**Task set:**
**a.** From the mailing-list post on algorithmic complexity attacks, reproduce the passage starting with "To be attackable, an" and going on through "program is used.".
**b.** In the mailing-list post on algorithmic complexity attacks, what conditions does it say an application must meet to be attackable, or for such an attack to be significant? List each one.
**c.** Write the next part of the mailing-list post on algorithmic complexity attacks, picking up after its final sentence.

**Supplied passage:**
* * * * * * *
[Python-Dev] Algoritmic Complexity Attack on Python

Scott A Crosby scrosby@cs.rice.edu
29 May 2003 15:33:12 -0500


Hello. We have analyzed this software to determine its vulnerability
to a new class of DoS attacks that related to a recent paper. ''Denial
of Service via Algorithmic Complexity Attacks.''

This paper discusses a new class of denial of service attacks that
work by exploiting the difference between average case performance and
worst-case performance. In an adversarial environment, the data
structures used by an application may be forced to experience their
worst case performance. For instance, hash tables are usually thought
of as being constant time operations, but with large numbers of
collisions will degrade to a linked list and may lead to a 100-10,000
times performance degradation. Because of the widespread use of hash
tables, the potential for attack is extremely widespread. Fortunately,
in many cases, other limits on the system limit the impact of these
attacks.

To be attackable, an application must have a deterministic or
predictable hash function and accept untrusted input. In general, for
the attack to be signifigant, the applications must be willing and
able to accept hundreds to tens of thousands of 'attack
inputs'. Because of that requirement, it is difficult to judge the
impact of these attack without knowing the source code extremely well,
and knowing all ways in which a program is used.

As part of this project, I have examined python 2.3b1, and the hash
function 'string_hash' is deterministic. Thus any script that may hash
untrusted input may vulnerable to our attack. Furthermore, the
structure of the hash functions allows our fast collision generation
algorithm to work. This means that any script written in python that
hashes a large number of keys from an untrusted source is potentially
subject to a severe performance degradation.
* * * * * * *
(Excerpts from point annotation data)
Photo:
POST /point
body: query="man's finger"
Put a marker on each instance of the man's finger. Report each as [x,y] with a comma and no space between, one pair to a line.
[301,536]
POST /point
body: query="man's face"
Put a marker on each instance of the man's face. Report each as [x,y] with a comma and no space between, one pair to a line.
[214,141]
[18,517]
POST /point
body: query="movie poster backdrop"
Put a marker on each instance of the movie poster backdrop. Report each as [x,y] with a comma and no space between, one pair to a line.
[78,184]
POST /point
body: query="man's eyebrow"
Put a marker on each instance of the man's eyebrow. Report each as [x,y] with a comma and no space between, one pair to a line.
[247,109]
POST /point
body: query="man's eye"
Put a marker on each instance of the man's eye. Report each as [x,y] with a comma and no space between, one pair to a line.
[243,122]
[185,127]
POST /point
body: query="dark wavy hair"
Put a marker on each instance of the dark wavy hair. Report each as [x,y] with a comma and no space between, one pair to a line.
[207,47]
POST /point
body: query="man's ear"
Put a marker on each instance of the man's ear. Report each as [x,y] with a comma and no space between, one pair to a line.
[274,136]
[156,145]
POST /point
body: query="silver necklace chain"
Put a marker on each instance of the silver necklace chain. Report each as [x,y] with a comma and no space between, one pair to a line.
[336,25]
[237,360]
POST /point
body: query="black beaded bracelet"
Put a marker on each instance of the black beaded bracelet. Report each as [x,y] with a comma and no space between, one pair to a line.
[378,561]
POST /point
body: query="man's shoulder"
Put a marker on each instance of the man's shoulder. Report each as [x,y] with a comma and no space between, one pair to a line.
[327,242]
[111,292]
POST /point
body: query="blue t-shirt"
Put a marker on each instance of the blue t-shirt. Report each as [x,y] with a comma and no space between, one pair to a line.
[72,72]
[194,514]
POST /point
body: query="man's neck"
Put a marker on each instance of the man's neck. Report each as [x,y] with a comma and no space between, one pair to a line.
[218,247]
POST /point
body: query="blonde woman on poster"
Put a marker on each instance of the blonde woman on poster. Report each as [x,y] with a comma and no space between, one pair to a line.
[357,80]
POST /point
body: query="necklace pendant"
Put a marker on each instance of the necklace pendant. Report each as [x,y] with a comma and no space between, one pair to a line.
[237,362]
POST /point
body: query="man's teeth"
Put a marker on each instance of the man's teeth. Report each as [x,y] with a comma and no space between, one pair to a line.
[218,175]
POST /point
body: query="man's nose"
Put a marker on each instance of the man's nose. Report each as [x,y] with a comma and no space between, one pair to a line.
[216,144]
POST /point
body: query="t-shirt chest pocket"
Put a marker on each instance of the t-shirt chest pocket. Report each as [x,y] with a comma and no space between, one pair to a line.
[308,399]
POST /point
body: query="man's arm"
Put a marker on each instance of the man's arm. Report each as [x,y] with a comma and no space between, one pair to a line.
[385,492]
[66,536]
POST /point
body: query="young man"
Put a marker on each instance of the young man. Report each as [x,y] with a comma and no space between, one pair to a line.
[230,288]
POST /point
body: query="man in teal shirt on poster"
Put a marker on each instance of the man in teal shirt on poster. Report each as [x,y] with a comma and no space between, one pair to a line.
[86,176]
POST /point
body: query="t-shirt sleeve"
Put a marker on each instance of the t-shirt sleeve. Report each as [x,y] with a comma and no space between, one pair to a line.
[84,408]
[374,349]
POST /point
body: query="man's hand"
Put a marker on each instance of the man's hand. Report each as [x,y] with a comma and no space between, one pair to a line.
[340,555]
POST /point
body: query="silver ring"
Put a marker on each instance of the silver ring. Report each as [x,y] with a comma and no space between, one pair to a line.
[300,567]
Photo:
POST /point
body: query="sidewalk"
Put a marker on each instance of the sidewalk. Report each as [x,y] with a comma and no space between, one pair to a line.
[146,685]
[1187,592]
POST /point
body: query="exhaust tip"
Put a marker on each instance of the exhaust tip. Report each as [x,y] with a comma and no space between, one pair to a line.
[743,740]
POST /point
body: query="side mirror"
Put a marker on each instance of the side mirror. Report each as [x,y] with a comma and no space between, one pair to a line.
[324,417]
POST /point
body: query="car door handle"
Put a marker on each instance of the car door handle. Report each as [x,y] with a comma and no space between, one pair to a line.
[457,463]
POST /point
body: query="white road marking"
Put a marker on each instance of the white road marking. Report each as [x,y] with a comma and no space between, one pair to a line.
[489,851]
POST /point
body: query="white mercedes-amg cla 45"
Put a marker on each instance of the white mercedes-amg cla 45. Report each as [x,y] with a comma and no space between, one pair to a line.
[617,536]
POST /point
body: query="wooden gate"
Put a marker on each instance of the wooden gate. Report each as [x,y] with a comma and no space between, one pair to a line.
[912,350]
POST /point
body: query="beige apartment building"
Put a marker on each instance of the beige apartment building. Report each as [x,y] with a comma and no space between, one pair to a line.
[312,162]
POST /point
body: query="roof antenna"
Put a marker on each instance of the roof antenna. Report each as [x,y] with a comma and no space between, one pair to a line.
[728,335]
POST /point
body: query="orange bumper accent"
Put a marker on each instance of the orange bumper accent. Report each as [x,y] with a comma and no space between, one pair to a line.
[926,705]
* * * * * * *
**Answer list:**
**a.**
To be attackable, an application must have a deterministic or
predictable hash function and accept untrusted input. In general, for
the attack to be signifigant, the applications must be willing and
able to accept hundreds to tens of thousands of 'attack
inputs'. Because of that requirement, it is difficult to judge the
impact of these attack without knowing the source code extremely well,
and knowing all ways in which a program is used.

**b.**
- It has a deterministic or predictable hash function.
- It accepts untrusted input.
- It is willing and able to accept hundreds to tens of thousands of "attack inputs" (needed for the attack to be significant).

**c.**
Depending on the application or script, this could be a critical DoS.


The solution for these attacks on hash tables is to make the hash
function unpredictable via a technique known as universal
hashing. Universal hashing is a keyed hash function where, based on
the key, one of a large set hash functions is chosen. When
benchmarking, we observe that for short or medium length inputs, it is
comparable in performance to simple predictable hash functions such as
the ones in Python or Perl. Our paper has graphs and charts of our
benchmarked performance.

I highly advise using a universal hashing library, either our own or
someone elses. As is historically seen, it is very easy to make silly
mistakes when attempting to implement your own 'secure' algorithm.

The abstract, paper, and a library implementing universal hashing is
available at   http://www.cs.rice.edu/~scrosby/hash/.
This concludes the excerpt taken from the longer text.